(Shape boundary entries)
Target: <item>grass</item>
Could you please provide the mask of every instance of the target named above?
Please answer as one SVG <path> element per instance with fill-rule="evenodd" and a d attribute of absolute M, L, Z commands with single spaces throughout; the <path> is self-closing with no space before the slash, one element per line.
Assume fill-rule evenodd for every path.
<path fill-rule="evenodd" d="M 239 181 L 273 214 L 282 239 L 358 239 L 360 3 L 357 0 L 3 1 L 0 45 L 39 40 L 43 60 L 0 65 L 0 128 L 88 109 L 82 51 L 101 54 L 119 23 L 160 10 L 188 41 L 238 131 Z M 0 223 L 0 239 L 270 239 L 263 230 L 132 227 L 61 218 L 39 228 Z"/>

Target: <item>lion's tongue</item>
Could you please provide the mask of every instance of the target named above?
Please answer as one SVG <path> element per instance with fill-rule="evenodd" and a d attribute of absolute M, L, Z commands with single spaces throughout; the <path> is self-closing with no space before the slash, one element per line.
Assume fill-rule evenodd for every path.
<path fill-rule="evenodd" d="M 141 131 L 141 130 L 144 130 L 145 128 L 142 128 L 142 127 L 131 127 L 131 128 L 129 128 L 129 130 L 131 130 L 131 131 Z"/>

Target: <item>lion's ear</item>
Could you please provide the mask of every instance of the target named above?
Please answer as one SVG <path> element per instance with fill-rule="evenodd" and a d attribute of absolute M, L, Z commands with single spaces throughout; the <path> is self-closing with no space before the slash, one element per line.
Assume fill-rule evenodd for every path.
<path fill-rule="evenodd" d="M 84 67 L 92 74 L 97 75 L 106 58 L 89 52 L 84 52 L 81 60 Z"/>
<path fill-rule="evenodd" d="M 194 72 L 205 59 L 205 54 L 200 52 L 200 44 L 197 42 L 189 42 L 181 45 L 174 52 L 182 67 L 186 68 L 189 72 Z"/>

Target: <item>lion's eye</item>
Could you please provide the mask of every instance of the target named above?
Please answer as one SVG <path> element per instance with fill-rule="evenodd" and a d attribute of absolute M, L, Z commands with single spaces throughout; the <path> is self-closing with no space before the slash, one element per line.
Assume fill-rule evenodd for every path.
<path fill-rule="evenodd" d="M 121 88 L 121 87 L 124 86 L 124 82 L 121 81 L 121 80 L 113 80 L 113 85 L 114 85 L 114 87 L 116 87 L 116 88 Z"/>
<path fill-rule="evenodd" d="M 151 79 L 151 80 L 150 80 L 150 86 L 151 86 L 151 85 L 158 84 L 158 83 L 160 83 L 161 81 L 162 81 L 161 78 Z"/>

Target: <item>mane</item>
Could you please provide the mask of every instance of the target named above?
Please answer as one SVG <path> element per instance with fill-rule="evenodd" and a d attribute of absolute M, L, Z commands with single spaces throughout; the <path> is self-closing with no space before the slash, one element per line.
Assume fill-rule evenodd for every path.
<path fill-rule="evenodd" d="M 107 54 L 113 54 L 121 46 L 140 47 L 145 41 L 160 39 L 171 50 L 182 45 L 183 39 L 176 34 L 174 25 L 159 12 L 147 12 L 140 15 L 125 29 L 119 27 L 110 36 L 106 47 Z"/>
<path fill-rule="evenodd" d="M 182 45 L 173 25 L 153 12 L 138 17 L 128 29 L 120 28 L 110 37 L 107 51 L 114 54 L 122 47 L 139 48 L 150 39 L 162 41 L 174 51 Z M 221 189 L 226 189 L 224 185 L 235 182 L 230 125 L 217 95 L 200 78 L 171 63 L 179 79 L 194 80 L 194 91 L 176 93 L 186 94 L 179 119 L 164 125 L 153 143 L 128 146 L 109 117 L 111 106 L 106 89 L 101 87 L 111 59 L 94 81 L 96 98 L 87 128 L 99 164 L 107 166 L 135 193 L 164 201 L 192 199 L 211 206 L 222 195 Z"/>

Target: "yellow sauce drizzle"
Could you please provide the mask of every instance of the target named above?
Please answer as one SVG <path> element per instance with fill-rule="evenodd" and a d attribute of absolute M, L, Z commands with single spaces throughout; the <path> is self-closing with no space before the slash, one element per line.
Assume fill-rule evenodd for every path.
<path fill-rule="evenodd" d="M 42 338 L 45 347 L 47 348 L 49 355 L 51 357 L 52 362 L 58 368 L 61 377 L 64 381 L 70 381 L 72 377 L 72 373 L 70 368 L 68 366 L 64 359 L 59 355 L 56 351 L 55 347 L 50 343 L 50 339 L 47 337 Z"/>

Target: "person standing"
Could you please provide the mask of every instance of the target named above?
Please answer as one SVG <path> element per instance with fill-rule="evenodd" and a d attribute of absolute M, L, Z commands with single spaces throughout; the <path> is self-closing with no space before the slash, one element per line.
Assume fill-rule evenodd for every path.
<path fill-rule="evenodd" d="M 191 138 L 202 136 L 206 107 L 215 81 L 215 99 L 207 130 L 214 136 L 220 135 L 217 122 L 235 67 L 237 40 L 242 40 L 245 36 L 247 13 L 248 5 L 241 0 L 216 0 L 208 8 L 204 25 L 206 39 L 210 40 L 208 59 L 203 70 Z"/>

**Prompt**
Reproduce word for word the material from its very first line up to and including the line that contains "239 181 L 273".

**Task result**
Target: <item>grass</item>
Could you please provide the mask of every instance of the target named above?
Please answer as one SVG <path> element per instance with fill-rule="evenodd" and a d attribute of absolute M, L, Z commands with single spaces throughout; the <path> is self-closing with no space before the slash, one element per line.
Assume fill-rule evenodd for every path.
<path fill-rule="evenodd" d="M 239 181 L 273 214 L 282 239 L 358 239 L 360 3 L 357 0 L 3 1 L 0 45 L 39 40 L 43 60 L 0 65 L 0 128 L 88 109 L 82 51 L 101 54 L 119 23 L 160 10 L 188 41 L 238 131 Z M 0 223 L 0 239 L 270 239 L 263 230 L 132 227 L 61 218 L 39 228 Z"/>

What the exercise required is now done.